La musica oggi ci segue ovunque, è un liquido che riempie ogni interstizio del nostro quotidiano. E’ il soave e perenne sottofondo della nostra vita. Non c’è più un “posto adatto o non adatto” alla musica, lei è onnipresente. Grazie alle nuove tecnologie possiamo portarci in tasca intere discoteche; ascoltiamo musica in casa, in macchina, in metropolitana, in ufficio, nei bar, nei ristoranti, nelle sale d’attesa. Squilla incessantemente sui nostri telefonini l’ultima hit del nostro cantante preferito e ci deliziamo delle nostre suonerie.
Quest’apparente ubiquità sonora sembra casuale ma, in realtà, c’è chi pensa a come e dove “collocare” la musica, a come confezionarla e a come diffonderla. Tutti gli attori di questo settore mettono a punto vere e proprie strategie di comunicazione e tattiche di vendita.

━━━━━━━━

### Compiti da svolgere
(a) Indica che cosa le nuove tecnologie ci permettono di portare in tasca, secondo il testo sulla musica onnipresente.
(b) Prosegui il testo sulla musica onnipresente dopo la sua ultima frase.
Le voci riportate qui non servono a nulla in questo lavoro.

━━━━━━━━

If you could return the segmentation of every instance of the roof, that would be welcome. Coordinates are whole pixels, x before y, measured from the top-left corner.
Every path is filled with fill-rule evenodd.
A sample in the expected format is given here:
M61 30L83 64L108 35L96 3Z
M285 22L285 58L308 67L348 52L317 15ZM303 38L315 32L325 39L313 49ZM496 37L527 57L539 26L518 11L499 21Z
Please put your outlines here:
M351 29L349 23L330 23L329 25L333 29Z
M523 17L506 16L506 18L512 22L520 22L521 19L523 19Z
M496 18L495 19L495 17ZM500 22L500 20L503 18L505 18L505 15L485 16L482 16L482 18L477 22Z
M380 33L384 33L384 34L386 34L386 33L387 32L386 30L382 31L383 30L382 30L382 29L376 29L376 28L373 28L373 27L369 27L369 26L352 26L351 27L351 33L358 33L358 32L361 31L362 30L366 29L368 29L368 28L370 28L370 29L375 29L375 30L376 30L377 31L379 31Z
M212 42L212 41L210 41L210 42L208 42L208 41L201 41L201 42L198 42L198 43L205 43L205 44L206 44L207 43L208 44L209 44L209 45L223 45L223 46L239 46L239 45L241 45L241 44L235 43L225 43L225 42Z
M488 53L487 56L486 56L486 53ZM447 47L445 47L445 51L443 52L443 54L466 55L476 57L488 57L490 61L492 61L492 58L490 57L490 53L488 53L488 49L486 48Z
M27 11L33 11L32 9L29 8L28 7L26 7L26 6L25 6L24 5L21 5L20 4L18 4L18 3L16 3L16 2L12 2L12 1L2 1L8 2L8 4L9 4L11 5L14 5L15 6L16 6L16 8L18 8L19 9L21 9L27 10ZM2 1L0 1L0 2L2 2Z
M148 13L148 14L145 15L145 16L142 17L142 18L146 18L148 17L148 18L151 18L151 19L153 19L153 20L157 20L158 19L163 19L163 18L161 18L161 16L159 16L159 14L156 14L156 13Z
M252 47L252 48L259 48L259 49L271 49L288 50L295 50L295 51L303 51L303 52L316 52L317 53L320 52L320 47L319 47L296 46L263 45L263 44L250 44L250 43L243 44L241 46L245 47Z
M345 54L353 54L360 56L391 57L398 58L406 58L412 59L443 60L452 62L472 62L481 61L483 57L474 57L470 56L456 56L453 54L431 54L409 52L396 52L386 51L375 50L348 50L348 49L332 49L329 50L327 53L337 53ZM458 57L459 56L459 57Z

━━━━━━━━

### Risposte ai compiti
(a) Intere discoteche.

(b)
Ma chi sono i protagonisti di questo processo produttivo, chi sono i professionisti della filiera delle note e chi c’è dietro ad un artista? Un intero mondo “occulto” lavora senza tregua, di giorno e di notte, a Ferragosto e a Natale, con il sole, ghiaccio, acqua e neve. Sempre. E’ l’industria musicale.
L’industria musicale ha un’anima sempre in ebollizione: l’artista che, catturando le emozioni di un istante, scrive, compone, interpreta. L’artista si avvale della collaborazione di uno staff composto dal manager che lo segue fianco a fianco, sviluppa strategicamente la sua carriera, lo consiglia, lo solleva da incombenze organizzative permettendogli così di dedicarsi esclusivamente alla sua creatività, procura e negozia ingaggi; dall’assistente personale che è una persona di sua fiducia che soddisfa le sue esigenze pratiche e quotidiane; dall’ufficio legale/finanziario che cura i suoi interessi e, infine, dall’ufficio stampa che intrattiene relazioni con i media. Lo staff sostiene l’artista in ciascuna fase della “routine produttiva” composta scrittura, registrazione, performance e promozione.
Cosa succede dopo che è avvenuta la scrittura di un brano?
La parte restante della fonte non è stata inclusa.